American diplomat (born 1950)

Cynthia Grissom Efird (born 1950) is an American diplomat and career foreign service officer who served as the United States Ambassador to Angola from 2004 to 2007. She was succeeded by Dan Mozena.

==Education==
Efird went to the private Kingswood School in Bloomfield Hills, Michigan, and holds a Bachelor of Science in Foreign Service from the Edmund A. Walsh School of Foreign Service at Georgetown University and master's degrees from Duke University and the National War College of the National Defense University.

*Requirement A*
Quote the passage about Cynthia Efird from "Cynthia Grissom Efird" to "National Defense University.".
*Requirement B*
Render this sentence from the Cynthia Efird biography in Spanish: "She was succeeded by Dan Mozena."

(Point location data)

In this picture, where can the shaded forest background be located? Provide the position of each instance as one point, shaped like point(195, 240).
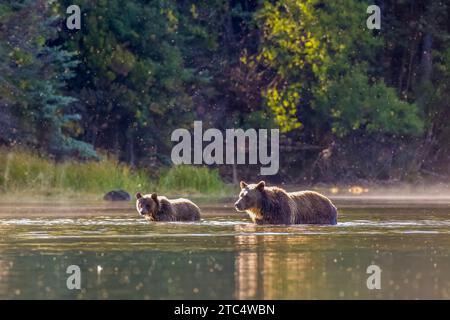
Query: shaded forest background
point(352, 104)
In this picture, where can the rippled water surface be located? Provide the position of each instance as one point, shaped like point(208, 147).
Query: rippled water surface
point(223, 256)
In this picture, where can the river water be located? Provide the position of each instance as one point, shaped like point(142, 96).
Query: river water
point(224, 256)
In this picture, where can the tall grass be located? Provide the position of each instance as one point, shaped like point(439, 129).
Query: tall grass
point(24, 171)
point(192, 180)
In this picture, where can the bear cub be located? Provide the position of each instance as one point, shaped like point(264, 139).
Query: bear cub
point(158, 208)
point(273, 205)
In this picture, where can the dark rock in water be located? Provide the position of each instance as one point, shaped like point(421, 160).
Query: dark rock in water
point(117, 195)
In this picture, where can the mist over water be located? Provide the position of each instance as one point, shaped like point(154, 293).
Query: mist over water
point(223, 256)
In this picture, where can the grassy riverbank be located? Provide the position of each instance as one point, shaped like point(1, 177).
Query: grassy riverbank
point(38, 176)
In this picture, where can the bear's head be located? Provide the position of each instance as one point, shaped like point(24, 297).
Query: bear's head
point(250, 196)
point(147, 205)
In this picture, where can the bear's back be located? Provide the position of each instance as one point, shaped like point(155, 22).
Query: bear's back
point(185, 210)
point(313, 208)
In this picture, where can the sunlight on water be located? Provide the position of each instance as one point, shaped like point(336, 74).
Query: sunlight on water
point(226, 256)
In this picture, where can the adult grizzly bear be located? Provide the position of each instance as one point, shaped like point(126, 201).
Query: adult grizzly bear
point(273, 205)
point(155, 208)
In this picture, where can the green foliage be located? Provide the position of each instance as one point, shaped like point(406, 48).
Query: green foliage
point(355, 104)
point(314, 49)
point(23, 171)
point(190, 179)
point(34, 77)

*Written reply A*
Cynthia Grissom Efird (born 1950) is an American diplomat and career foreign service officer who served as the United States Ambassador to Angola from 2004 to 2007. She was succeeded by Dan Mozena.

==Education==
Efird went to the private Kingswood School in Bloomfield Hills, Michigan, and holds a Bachelor of Science in Foreign Service from the Edmund A. Walsh School of Foreign Service at Georgetown University and master's degrees from Duke University and the National War College of the National Defense University.

*Written reply B*
Le sucedió Dan Mozena.